------ Excerpt

Annie Halliday - visual artist working in experimental photomedia

Reaching the Stillness...

“Only by the form, the pattern, can words or music reach the stillness...”

  • TS Eliot - Four Quartets

The visitor to this exhibition encounters two bodies of work that draw their inspiration from a common source, yet are presented at quite different scales. The one, tidemarks, draws you in by its very intricateness, by the condensed detail and the precise way in which light is directed through each image. The other, The sea! The sea! is like being swept under the face of a wave, looking up through the organic grid of spume and foam and fragmented surface, where sea and sky seem inseparable.

That common source is water, common not just for this work but for all of us, our very existence. Annie Halliday comes to it as an artist, a scientist and a musician, and it is this multiple curiosity that inflects the finished work both with an authority and a sense of rigour. Where her scientific and artistic methods separate is in her interest in the ambiguous: to push a particular enquiry as far as she can without the result becoming obvious, to leave the artwork in suspension, so-to-speak.

Halliday works with the simplest of principles: to capture the effects of light transmitted through saltwater. To achieve this she uses photographic processes but no camera: in a sense her studio becomes the camera, a laboratory where she seeks to direct and control light using a Heath Robinson-like system of props and levers. The finished image is then transmitted onto other surfaces using digital technology. The stillness is there to be found in the work: in the awe-fulness that comes from submersion in front of The sea! The sea!, the frozen moments, the deliberate challenge to our sense of scale, and the offsetting of our sense of balance and security in this world. There is also the relief of recognising the inherently familiar as we contemplate these flowing and apparently revolving patterns of salt and water.

------------
------ Extracted material

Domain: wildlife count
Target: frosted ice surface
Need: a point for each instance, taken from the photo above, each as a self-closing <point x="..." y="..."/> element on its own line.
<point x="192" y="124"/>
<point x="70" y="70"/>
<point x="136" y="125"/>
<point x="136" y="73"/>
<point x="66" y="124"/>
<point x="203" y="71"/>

------------

Work to do -
#1 In the exhibition essay, what does Halliday use to direct and control light in her studio?
#2 Give the entries again, switching "frosted ice surface" to "cracked ice surface" and leaving everything else unchanged.

Responses in order -
#1 A Heath Robinson-like system of props and levers.

#2
Domain: wildlife count
Target: cracked ice surface
Need: a point for each instance, taken from the photo above, each as a self-closing <point x="..." y="..."/> element on its own line.
<point x="192" y="124"/>
<point x="70" y="70"/>
<point x="136" y="125"/>
<point x="136" y="73"/>
<point x="66" y="124"/>
<point x="203" y="71"/>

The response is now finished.